## [Exercise instructions]
Give the records below again exactly, and exclude each picture.

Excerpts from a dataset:
---

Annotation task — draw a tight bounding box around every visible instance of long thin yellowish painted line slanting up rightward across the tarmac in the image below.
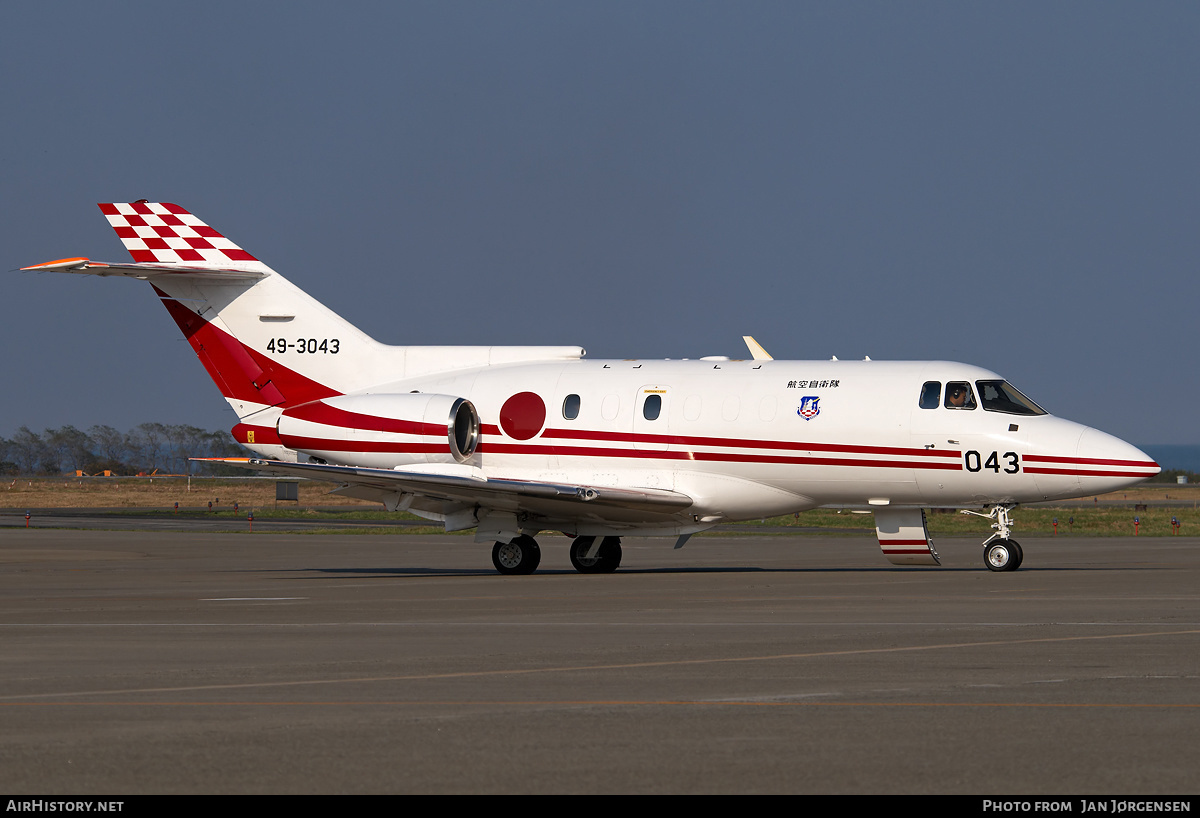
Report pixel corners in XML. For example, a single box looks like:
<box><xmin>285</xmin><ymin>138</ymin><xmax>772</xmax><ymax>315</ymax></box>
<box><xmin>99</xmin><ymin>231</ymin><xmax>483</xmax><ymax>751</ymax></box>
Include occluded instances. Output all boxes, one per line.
<box><xmin>0</xmin><ymin>630</ymin><xmax>1200</xmax><ymax>704</ymax></box>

---

## [Worked solution]
Annotation task — draw a tight bounding box around every visible instance of long thin yellowish painted line slanting up rightward across the tarmac in the image below.
Report pixel corners in XML. For example, a single box looks like:
<box><xmin>285</xmin><ymin>138</ymin><xmax>772</xmax><ymax>315</ymax></box>
<box><xmin>99</xmin><ymin>231</ymin><xmax>483</xmax><ymax>751</ymax></box>
Include occluded instances. Output all boxes, one per line.
<box><xmin>0</xmin><ymin>630</ymin><xmax>1200</xmax><ymax>704</ymax></box>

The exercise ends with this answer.